• [Jobs]
1. In the Form 8-K passage, what interest rate do the Debentures accrue per year?
2. Identify and copy every line of the records that contains the string "long", treating uppercase and lowercase letters as different.

• [Passage provided]

════════════════════

SECURITIES AND EXCHANGE COMMISSION

Washington, D.C. 20549

 

 

 

FORM 8-K

 

 

 

CURRENT REPORT

 

Pursuant to Section 13 or 15(d) of the Securities Exchange Act of 1934

 

Date of Report (Date of earliest event reported): June 19, 2015

 

VAPOR CORP.

(Exact name of registrant as specified in its charter)

 

Delaware   001-36469   84-1070932
(State or Other Jurisdiction   (Commission   (I.R.S. Employer
of Incorporation)   File Number)   Identification No.)

 

3001 Griffin Road

Dania Beach, Florida 33312

(Address of Principal Executive Office) (Zip Code)

 

(888) 766-5351

(Registrant’s telephone number, including area code)

 

Check the appropriate box below if the Form 8-K filing is intended to simultaneously satisfy the filing obligation of the registrant under any of the following provisions:

 

[  ] Written communications pursuant to Rule 425 under the Securities Act (17 CFR 230.425)
   
[  ] Soliciting material pursuant to Rule 14a-12 under the Exchange Act (17 CFR 240.14a-12)
   
[  ] Pre-commencement communications pursuant to Rule 14d-2(b) under the Exchange Act (17 CFR 240.14d-2(b))
   
[  ] Pre-commencement communications pursuant to Rule 13e-4(c) under the Exchange Act (17 CFR 240.13e-4(c)) 

 

 

 

 
 

  

Item 1.01 Entry into a Material Definitive Agreement.

 

On June 25, 2015, Vapor Corp. (the “Company”) closed on a Securities Purchase Agreement, dated as of June 22, 2015, with certain purchasers pursuant to which the Company sold, at a 5% original issue discount, a total of $1,750,000 convertible debentures (the “Debentures”). Net proceeds to the Company from sale of the Debentures, after payment of commissions and legal fees of the lead investor, were $1,466,250. The Debentures mature December 22, 2015, and accrue interest at 10% per year. Amounts of principal and accrued interest under the Debentures are convertible into common stock of the Company at a price per share of $0.50. Principal and accrued interest on the Debentures are payable in three approximately equal installments on September 22, 2015, October 22, 2015 and December 22, 2015, at the election of the holders of the Debentures, (i) in cash for an additional 25% premium, or (ii) in common stock of the Company at a price per share of $0.50. As lead investor under the Securities Purchase Agreement, Redwood Management, LLC received a right of first refusal to purchase up to 100% of the securities offered by the Company in future private placement offerings through December 22, 2015.

════════════════════

• [Data in this exercise]
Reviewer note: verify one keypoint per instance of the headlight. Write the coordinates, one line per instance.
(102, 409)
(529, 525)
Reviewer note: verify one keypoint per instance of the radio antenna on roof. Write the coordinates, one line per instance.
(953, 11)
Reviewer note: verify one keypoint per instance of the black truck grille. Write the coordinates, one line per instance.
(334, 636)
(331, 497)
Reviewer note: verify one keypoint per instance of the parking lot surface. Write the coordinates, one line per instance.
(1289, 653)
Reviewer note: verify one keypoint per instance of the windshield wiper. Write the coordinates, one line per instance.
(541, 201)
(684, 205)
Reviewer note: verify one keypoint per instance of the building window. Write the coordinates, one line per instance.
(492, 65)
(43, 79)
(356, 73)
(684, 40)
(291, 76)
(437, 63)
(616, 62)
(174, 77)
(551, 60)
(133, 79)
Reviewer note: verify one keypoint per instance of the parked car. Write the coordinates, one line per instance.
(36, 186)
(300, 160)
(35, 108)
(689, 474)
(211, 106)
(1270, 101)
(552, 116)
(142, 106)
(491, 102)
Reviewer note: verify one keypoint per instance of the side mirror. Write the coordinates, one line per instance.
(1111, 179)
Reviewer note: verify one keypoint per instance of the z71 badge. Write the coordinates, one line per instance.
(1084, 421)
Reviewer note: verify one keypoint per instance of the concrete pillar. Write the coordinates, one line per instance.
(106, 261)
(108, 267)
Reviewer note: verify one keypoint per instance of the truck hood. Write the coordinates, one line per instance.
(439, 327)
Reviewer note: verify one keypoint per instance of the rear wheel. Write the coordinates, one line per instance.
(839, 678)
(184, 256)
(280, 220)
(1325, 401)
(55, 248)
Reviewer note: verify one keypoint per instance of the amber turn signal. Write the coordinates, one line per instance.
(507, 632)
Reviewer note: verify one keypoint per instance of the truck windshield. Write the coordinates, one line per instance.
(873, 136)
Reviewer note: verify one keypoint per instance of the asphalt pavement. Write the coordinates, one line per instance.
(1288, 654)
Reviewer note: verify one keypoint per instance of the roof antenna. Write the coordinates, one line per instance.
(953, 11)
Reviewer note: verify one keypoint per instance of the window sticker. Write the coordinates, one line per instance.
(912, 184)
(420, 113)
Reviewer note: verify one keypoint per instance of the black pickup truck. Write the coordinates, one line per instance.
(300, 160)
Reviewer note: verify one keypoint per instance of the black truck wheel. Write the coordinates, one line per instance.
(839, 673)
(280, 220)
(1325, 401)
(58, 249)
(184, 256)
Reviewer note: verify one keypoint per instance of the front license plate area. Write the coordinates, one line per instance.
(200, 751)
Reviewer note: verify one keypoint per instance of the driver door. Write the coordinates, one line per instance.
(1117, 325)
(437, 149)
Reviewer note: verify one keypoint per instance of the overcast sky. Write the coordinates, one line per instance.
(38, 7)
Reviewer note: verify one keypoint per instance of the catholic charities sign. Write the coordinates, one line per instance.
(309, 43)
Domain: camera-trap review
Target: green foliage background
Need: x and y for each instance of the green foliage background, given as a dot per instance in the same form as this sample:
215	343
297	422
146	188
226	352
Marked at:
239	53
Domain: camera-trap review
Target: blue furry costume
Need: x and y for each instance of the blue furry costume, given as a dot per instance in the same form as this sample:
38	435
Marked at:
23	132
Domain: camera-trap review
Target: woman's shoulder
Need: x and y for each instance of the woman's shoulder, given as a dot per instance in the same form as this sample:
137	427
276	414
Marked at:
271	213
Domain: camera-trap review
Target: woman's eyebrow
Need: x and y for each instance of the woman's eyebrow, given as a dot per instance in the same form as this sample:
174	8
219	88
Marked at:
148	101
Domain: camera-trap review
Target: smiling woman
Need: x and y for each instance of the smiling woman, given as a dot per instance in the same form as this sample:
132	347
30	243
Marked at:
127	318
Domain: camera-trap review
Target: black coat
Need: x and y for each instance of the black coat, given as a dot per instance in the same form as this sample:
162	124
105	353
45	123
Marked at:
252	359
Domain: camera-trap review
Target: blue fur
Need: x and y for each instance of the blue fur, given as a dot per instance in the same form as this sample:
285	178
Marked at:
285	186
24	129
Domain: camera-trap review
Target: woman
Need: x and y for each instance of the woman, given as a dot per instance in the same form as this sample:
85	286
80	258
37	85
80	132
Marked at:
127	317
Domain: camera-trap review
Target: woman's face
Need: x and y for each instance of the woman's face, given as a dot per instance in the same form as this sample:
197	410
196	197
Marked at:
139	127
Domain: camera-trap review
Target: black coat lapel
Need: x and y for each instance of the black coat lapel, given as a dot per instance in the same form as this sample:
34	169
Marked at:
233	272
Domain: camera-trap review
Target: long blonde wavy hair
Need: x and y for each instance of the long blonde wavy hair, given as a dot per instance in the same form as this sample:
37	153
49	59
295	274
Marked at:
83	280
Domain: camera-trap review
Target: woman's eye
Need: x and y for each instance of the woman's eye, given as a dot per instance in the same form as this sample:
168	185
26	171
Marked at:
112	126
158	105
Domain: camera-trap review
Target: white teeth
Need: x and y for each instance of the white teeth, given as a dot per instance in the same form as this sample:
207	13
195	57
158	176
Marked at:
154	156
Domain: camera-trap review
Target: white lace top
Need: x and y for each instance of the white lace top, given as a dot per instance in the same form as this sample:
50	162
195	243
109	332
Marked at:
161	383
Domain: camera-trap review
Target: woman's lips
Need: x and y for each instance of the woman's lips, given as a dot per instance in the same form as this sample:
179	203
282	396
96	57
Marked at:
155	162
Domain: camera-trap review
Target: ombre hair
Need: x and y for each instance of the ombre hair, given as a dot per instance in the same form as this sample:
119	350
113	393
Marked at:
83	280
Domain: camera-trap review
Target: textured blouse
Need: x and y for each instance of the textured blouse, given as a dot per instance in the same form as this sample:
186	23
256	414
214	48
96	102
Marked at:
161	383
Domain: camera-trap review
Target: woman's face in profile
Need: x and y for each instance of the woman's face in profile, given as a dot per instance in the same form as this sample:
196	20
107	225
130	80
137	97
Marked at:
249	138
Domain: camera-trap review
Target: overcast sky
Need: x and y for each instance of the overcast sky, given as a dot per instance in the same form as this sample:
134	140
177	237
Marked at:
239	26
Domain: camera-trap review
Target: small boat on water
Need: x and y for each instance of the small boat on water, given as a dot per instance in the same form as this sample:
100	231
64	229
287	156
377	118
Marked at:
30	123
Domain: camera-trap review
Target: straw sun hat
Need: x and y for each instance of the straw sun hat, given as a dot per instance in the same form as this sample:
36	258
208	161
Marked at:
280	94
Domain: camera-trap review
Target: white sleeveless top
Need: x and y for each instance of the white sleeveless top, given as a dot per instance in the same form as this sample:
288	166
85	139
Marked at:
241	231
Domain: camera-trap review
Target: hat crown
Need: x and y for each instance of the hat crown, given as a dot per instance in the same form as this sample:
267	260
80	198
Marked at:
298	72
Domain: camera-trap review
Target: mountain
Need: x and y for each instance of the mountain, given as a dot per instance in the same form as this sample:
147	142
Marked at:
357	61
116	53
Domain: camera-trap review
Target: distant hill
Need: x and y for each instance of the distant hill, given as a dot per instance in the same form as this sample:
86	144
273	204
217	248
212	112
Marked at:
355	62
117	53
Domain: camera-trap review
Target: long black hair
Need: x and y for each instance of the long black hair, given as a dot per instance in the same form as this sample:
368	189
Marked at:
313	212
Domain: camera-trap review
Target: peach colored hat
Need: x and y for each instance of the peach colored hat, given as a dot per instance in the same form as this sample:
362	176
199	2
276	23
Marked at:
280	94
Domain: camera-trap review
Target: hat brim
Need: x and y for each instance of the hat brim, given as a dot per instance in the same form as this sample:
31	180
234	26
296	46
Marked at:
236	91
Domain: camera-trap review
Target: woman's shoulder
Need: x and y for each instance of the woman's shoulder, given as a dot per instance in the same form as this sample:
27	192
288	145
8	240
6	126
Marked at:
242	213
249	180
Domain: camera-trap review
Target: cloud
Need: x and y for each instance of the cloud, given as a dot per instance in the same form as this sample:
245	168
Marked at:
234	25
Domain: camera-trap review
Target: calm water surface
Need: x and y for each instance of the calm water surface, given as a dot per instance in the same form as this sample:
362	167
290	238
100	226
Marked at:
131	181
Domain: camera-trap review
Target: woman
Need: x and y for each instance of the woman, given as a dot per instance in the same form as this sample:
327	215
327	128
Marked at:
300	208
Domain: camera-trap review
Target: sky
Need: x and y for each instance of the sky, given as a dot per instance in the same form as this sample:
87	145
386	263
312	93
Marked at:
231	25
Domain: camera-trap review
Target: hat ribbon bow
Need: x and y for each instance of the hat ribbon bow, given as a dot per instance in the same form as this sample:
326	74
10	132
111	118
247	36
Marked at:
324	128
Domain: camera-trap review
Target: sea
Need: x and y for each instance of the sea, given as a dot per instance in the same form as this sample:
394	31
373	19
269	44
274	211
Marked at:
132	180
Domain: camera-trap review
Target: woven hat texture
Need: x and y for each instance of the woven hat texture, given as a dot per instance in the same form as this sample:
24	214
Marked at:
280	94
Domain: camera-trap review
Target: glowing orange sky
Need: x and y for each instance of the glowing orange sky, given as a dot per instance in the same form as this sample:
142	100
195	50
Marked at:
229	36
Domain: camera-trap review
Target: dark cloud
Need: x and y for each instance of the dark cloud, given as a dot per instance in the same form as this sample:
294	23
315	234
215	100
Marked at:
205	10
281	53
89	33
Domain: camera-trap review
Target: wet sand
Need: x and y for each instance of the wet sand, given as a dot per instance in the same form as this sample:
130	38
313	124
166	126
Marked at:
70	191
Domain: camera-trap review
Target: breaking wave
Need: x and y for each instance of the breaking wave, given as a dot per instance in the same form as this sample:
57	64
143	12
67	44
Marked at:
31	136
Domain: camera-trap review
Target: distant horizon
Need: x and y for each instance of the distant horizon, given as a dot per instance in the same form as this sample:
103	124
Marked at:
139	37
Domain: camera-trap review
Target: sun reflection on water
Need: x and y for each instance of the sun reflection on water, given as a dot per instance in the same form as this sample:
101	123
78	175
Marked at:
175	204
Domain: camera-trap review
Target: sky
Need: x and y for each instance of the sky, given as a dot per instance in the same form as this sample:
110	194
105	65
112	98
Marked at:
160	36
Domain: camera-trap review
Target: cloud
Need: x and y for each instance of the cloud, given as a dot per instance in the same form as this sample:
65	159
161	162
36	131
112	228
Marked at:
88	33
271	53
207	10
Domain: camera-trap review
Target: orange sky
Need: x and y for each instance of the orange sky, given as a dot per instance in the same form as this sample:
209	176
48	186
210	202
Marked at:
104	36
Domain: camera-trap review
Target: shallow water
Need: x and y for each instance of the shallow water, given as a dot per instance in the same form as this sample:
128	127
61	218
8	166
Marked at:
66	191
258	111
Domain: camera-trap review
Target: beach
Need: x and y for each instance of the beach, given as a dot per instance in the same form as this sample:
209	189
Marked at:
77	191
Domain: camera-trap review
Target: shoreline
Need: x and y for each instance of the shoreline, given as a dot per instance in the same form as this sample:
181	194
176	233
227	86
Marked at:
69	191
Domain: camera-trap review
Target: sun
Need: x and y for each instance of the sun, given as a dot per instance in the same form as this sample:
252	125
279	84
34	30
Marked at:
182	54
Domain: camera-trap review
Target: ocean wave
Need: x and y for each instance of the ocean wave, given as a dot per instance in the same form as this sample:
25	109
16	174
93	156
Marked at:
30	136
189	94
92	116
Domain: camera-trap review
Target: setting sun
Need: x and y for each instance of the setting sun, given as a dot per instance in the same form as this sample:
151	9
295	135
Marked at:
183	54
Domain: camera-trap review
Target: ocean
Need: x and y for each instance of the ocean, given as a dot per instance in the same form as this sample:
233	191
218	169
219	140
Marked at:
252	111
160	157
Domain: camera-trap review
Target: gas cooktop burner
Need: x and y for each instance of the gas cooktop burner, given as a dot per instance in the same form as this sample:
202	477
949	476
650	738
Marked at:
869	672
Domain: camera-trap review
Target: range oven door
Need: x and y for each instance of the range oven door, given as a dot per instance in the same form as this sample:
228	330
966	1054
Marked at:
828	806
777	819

════════════════════

• [Answers below]
1. 10% per year

2.
Target: long blonde wavy hair
Need: x and y for each instance of the long blonde wavy hair, given as a dot per instance in the same form as this sample:
Target: long black hair
Need: x and y for each instance of the long black hair, given as a dot per instance in the same form as this sample:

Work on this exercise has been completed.